**What to do:** Isolate every line in the records below with "glass" in it.

**Record excerpts:**
=== Section Start ===
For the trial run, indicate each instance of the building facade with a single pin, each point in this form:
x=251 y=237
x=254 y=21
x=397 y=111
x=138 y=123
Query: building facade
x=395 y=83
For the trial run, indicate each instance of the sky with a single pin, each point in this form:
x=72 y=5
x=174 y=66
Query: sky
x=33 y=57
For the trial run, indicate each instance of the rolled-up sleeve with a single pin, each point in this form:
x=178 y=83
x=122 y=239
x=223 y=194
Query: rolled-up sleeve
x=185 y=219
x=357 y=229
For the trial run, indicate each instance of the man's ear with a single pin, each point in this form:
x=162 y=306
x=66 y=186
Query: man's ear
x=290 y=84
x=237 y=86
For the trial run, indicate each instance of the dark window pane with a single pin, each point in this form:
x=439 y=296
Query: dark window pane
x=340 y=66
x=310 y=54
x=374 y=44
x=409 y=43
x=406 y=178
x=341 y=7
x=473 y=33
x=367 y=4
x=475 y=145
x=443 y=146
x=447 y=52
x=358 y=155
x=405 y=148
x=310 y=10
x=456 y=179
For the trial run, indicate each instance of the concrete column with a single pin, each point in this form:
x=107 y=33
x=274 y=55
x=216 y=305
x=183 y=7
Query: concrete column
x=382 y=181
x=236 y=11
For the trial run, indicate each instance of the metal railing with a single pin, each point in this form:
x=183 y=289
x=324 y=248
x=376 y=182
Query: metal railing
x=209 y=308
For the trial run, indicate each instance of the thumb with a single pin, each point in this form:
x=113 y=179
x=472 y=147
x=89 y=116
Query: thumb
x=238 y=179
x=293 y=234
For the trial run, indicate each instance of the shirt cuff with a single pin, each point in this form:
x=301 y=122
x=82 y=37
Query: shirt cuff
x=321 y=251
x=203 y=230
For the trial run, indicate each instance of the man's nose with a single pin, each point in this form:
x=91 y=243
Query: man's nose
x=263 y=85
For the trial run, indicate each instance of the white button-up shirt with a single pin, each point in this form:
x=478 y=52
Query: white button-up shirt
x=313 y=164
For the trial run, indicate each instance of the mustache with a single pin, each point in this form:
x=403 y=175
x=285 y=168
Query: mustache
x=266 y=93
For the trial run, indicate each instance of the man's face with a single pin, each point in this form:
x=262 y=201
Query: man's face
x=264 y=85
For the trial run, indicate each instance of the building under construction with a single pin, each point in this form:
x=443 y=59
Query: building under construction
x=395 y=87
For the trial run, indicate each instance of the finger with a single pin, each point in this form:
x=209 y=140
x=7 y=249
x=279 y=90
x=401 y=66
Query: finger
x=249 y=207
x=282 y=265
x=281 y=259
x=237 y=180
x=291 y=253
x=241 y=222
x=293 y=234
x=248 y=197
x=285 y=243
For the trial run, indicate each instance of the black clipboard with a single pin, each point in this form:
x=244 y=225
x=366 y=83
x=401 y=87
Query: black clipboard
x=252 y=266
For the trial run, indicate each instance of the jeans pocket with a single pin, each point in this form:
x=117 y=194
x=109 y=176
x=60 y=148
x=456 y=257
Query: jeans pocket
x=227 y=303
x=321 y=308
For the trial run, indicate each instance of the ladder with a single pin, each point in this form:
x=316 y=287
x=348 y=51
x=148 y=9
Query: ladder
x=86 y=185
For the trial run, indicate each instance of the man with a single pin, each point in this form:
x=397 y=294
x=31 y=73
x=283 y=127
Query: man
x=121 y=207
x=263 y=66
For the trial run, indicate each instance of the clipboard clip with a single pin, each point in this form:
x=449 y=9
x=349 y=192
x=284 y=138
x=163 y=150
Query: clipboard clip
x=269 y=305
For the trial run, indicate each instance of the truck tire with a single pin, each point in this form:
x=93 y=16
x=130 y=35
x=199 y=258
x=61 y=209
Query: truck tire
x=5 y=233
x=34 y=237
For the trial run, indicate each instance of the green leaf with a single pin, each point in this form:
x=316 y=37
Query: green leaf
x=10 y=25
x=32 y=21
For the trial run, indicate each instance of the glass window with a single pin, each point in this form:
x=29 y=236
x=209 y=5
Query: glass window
=== Section End ===
**Reply to the task:**
For the trial run, indicate each instance of the glass window with a single pin, each point in this form:
Query: glass window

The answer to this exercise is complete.